** TASK TO COMPLETE **
Repeat the listing below word for word, leaving every line unchanged.

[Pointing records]
◇ ◇ ◇ ◇

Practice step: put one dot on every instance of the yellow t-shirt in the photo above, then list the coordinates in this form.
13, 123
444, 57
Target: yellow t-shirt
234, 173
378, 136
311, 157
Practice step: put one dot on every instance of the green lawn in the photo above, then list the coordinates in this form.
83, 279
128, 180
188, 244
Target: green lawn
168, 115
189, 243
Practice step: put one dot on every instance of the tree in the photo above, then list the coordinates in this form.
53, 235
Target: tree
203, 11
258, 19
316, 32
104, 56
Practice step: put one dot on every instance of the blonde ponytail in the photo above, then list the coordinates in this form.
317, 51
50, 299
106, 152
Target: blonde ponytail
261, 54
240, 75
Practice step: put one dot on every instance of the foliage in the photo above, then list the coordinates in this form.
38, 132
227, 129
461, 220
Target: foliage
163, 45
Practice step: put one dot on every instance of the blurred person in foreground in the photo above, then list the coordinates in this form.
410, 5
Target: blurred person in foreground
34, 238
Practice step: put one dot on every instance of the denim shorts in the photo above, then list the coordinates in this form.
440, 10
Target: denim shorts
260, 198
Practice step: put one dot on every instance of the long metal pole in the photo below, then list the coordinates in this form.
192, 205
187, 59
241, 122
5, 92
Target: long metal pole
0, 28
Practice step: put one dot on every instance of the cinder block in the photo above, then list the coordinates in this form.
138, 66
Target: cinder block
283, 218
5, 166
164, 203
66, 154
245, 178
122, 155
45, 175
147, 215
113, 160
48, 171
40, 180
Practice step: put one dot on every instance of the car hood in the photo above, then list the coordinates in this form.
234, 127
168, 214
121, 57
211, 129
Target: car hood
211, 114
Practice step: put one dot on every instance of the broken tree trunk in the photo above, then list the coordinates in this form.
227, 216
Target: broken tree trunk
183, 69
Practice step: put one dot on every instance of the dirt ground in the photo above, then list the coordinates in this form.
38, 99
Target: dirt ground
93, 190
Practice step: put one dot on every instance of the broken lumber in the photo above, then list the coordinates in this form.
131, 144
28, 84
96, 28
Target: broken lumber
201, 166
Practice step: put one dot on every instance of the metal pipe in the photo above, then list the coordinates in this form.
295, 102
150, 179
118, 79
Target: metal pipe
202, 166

◇ ◇ ◇ ◇

** REPLY TO THE TASK **
Practice step: put one dot on every instance of the yellow t-shirt in the photo above, then list the coordinates in this form.
13, 123
444, 57
Target: yellow t-shirt
234, 173
378, 136
311, 157
Practice step: put one dot on every instance of the green lawn in the photo above, then list the coordinates in this form.
83, 279
128, 180
188, 244
Target: green lawn
168, 115
189, 243
Practice step: put one dot on every instance of the tree in the photo above, then list the coordinates in this form.
53, 235
Target: tree
203, 11
258, 19
316, 32
104, 56
Practice step: put one dot on every instance of the blonde ponytail in the photo above, then list the coordinates in this form.
317, 51
50, 299
106, 152
Target: blonde ponytail
261, 54
240, 75
Practice step: put one dot on every instance of the foliage in the photo above, then list the coordinates in this form.
38, 132
227, 129
461, 220
Target: foliage
163, 45
Practice step: put one dot on every instance of the blurred person in foreground in the photo above, then list the coordinates in this form.
410, 5
Target: blurred person in foreground
34, 238
Practice step: put one dot on every instance of the denim shorts in the photo above, then list the coordinates in this form.
440, 10
Target: denim shorts
260, 198
Practice step: put one dot on every instance of the long metal pole in the photo below, then list the coordinates in this form.
192, 205
187, 59
241, 122
5, 92
Target: long metal pole
0, 28
Practice step: put one dot on every instance of the cinder block in the photo above, then list the coordinates in this form.
138, 66
Target: cinder block
283, 218
5, 166
164, 203
66, 154
245, 178
122, 155
45, 175
147, 215
113, 160
48, 171
40, 180
Practice step: put one dot on every instance of the car hood in the photo above, then list the coordinates in this form.
234, 127
168, 214
121, 57
211, 129
Target: car hood
211, 114
Practice step: put one dot on every instance of the broken tree trunk in the photo above, then list the coordinates in this form.
227, 216
Target: broken tree trunk
183, 69
Practice step: put one dot on every instance of the dirt ground in the photo above, then list the coordinates in this form.
38, 99
Target: dirt ground
93, 190
Practice step: put one dot on every instance of the broken lumber in the photo above, then list the coordinates in this form.
131, 144
28, 84
96, 28
Target: broken lumber
201, 166
Practice step: put one dot on every instance of the metal pipe in the photo above, then list the coordinates in this form.
295, 102
150, 179
118, 79
Target: metal pipe
202, 166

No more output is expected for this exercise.